[Start of Attachment]
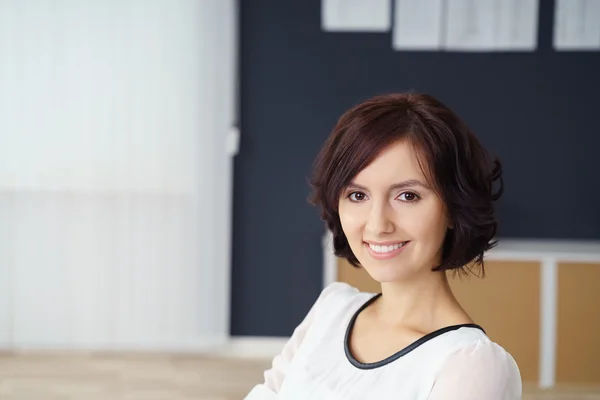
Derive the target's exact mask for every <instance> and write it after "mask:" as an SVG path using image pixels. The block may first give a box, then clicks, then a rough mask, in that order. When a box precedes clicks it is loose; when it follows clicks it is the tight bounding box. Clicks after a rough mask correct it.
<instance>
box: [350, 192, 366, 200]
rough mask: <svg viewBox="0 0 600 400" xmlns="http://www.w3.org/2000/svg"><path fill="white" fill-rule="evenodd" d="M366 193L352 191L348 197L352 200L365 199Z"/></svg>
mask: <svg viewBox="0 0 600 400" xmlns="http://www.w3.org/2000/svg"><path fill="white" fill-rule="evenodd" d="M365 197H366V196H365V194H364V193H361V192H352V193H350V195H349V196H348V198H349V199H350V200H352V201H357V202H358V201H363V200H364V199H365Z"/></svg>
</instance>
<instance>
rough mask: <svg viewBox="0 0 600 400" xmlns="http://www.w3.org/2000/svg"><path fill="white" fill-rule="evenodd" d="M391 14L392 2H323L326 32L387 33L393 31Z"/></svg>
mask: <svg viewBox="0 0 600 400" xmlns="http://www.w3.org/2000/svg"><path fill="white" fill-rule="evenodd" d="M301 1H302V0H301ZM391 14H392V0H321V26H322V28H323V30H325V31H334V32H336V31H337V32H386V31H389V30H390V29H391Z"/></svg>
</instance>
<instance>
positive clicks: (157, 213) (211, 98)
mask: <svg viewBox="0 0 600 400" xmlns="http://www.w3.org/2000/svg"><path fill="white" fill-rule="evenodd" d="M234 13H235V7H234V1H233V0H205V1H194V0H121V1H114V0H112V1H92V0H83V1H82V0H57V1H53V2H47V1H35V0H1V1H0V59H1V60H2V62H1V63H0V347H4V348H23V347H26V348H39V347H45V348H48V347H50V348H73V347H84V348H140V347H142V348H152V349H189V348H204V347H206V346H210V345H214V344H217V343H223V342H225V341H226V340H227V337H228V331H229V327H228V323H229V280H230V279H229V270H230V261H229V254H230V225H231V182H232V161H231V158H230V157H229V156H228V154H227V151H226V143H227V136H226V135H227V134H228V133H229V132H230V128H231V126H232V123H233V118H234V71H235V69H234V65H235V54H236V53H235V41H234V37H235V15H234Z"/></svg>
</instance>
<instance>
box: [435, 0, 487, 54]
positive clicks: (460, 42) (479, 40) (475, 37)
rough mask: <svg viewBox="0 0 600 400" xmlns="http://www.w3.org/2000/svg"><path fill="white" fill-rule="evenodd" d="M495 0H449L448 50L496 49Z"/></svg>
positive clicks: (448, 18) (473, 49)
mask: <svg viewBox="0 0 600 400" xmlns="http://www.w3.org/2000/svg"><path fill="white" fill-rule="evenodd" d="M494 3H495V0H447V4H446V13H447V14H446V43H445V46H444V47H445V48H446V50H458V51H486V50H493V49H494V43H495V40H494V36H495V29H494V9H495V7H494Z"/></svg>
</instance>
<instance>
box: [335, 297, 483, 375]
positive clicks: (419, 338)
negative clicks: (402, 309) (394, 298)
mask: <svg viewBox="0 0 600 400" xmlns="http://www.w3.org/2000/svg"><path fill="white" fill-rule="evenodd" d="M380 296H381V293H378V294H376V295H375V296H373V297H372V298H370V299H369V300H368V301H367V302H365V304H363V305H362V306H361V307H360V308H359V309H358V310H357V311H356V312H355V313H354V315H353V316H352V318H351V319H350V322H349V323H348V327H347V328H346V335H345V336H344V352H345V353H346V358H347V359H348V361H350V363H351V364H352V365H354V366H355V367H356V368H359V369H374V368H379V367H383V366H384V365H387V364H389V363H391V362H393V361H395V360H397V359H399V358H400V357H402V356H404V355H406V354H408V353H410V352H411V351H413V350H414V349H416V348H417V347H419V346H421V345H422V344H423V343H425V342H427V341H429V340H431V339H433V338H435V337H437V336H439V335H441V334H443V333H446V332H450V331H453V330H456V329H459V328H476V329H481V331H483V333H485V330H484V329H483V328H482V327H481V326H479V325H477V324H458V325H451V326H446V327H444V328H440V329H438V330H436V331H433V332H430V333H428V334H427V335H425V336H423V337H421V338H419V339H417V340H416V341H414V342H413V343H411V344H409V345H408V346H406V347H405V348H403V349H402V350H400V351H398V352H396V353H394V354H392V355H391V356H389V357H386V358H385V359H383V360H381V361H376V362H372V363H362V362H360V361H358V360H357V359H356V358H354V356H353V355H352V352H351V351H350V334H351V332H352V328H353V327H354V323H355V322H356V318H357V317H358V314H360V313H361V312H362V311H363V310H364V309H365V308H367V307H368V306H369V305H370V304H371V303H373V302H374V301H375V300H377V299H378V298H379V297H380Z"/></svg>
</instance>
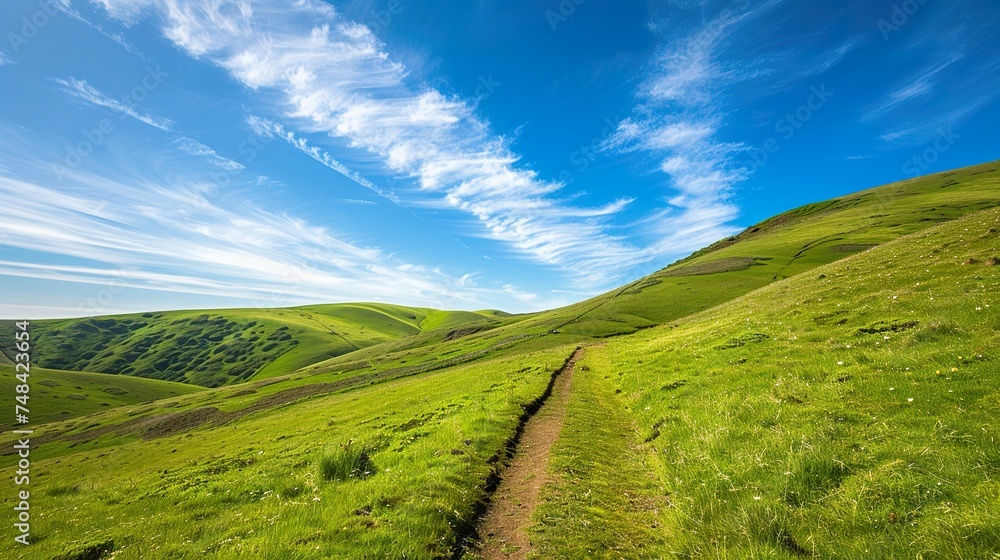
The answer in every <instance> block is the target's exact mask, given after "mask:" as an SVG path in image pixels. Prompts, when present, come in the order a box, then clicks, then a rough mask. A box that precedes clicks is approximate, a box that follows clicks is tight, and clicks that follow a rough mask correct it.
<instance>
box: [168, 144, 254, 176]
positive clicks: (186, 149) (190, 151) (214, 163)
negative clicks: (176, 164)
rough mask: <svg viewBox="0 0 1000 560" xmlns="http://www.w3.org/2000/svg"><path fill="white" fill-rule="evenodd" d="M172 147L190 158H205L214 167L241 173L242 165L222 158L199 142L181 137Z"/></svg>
[End of Attachment]
_TASK:_
Would you set down the records exactly, with no pictures included?

_REPLY TO THE TASK:_
Derive the target's exact mask for every <instance> and write it after "mask:" as an SVG path using image pixels. The block may first give a box, then clicks, then a rough mask, in that order. When a box precedes clicks it is loose; when it follows clicks it is the tight bounding box. Clicks after a rough mask correct it.
<instance>
box: [350, 192, 366, 200]
rough mask: <svg viewBox="0 0 600 400" xmlns="http://www.w3.org/2000/svg"><path fill="white" fill-rule="evenodd" d="M366 193L352 191L348 197L352 200L365 199Z"/></svg>
mask: <svg viewBox="0 0 600 400" xmlns="http://www.w3.org/2000/svg"><path fill="white" fill-rule="evenodd" d="M365 197H366V196H365V194H364V193H361V192H352V193H350V195H349V196H348V198H349V199H350V200H352V201H357V202H358V201H363V200H364V199H365Z"/></svg>
</instance>
<instance>
rough mask: <svg viewBox="0 0 600 400" xmlns="http://www.w3.org/2000/svg"><path fill="white" fill-rule="evenodd" d="M391 14L392 2H323L326 32L387 33L393 31Z"/></svg>
mask: <svg viewBox="0 0 600 400" xmlns="http://www.w3.org/2000/svg"><path fill="white" fill-rule="evenodd" d="M301 1H302V0H301ZM391 14H392V0H321V26H322V28H323V30H325V31H334V32H336V31H337V32H386V31H389V30H390V29H391Z"/></svg>
</instance>
<instance>
positive clicks: (157, 213) (211, 98)
mask: <svg viewBox="0 0 600 400" xmlns="http://www.w3.org/2000/svg"><path fill="white" fill-rule="evenodd" d="M234 13H235V7H234V1H233V0H205V1H194V0H121V1H114V0H112V1H92V0H83V1H82V0H57V1H53V2H47V1H35V0H1V1H0V59H1V60H2V62H1V63H0V347H4V348H23V347H26V348H39V347H45V348H48V347H50V348H73V347H84V348H140V347H142V348H152V349H189V348H204V347H206V346H210V345H214V344H217V343H223V342H225V341H226V340H227V337H228V331H229V327H228V323H229V280H230V279H229V270H230V261H229V254H230V225H231V182H232V161H231V158H230V157H229V156H228V154H227V151H226V143H227V136H226V135H227V134H228V133H229V132H230V128H231V126H232V123H233V118H234V71H235V69H234V65H235V54H236V53H235V41H234V37H235V15H234Z"/></svg>
</instance>
<instance>
box: [435, 0, 487, 54]
positive clicks: (460, 42) (479, 40) (475, 37)
rough mask: <svg viewBox="0 0 600 400" xmlns="http://www.w3.org/2000/svg"><path fill="white" fill-rule="evenodd" d="M495 0H449L448 50L496 49Z"/></svg>
positive clicks: (448, 18) (473, 49)
mask: <svg viewBox="0 0 600 400" xmlns="http://www.w3.org/2000/svg"><path fill="white" fill-rule="evenodd" d="M494 3H495V0H447V4H446V13H447V14H446V43H445V46H444V47H445V48H446V50H458V51H486V50H493V49H494V43H495V40H494V36H495V29H494V9H495V7H494Z"/></svg>
</instance>
<instance>
box: [335, 297, 483, 375]
positive clicks: (419, 338)
negative clicks: (402, 309) (394, 298)
mask: <svg viewBox="0 0 600 400" xmlns="http://www.w3.org/2000/svg"><path fill="white" fill-rule="evenodd" d="M380 296H381V293H378V294H376V295H375V296H373V297H372V298H370V299H369V300H368V301H367V302H365V304H363V305H362V306H361V307H360V308H359V309H358V310H357V311H356V312H355V313H354V315H353V316H352V318H351V319H350V322H349V323H348V327H347V328H346V335H345V336H344V352H345V353H346V358H347V359H348V361H350V363H351V364H352V365H354V366H355V367H356V368H359V369H374V368H379V367H383V366H384V365H387V364H389V363H391V362H393V361H395V360H397V359H399V358H400V357H402V356H404V355H406V354H408V353H410V352H411V351H413V350H414V349H416V348H417V347H419V346H421V345H422V344H423V343H425V342H427V341H429V340H431V339H433V338H435V337H437V336H439V335H441V334H443V333H446V332H450V331H453V330H456V329H459V328H476V329H481V331H483V333H485V330H484V329H483V328H482V327H481V326H479V325H477V324H458V325H451V326H446V327H444V328H440V329H438V330H436V331H433V332H430V333H428V334H427V335H425V336H423V337H421V338H419V339H417V340H416V341H414V342H413V343H411V344H409V345H408V346H406V347H405V348H403V349H402V350H400V351H398V352H396V353H394V354H392V355H391V356H389V357H386V358H385V359H383V360H381V361H376V362H372V363H362V362H360V361H358V360H357V359H356V358H354V356H353V355H352V352H351V351H350V334H351V332H352V328H353V327H354V323H355V322H356V318H357V317H358V314H360V313H361V312H362V311H363V310H364V309H365V308H367V307H368V306H369V305H370V304H371V303H373V302H374V301H375V300H377V299H378V298H379V297H380Z"/></svg>
</instance>
The answer in every <instance> block is the target's exact mask, given after "mask:" as an SVG path in image pixels. Prompts, when present, come in the order a box, then clicks, then a rough mask. A box that precedes clicks is approximate, a box that follows clicks is tight, and clicks that follow a rough mask correct it.
<instance>
box: [168, 144, 254, 176]
positive clicks: (186, 149) (190, 151) (214, 163)
negative clicks: (176, 164)
rough mask: <svg viewBox="0 0 1000 560" xmlns="http://www.w3.org/2000/svg"><path fill="white" fill-rule="evenodd" d="M172 147L190 158H205L214 167L241 173L242 165L222 158L199 142L181 137Z"/></svg>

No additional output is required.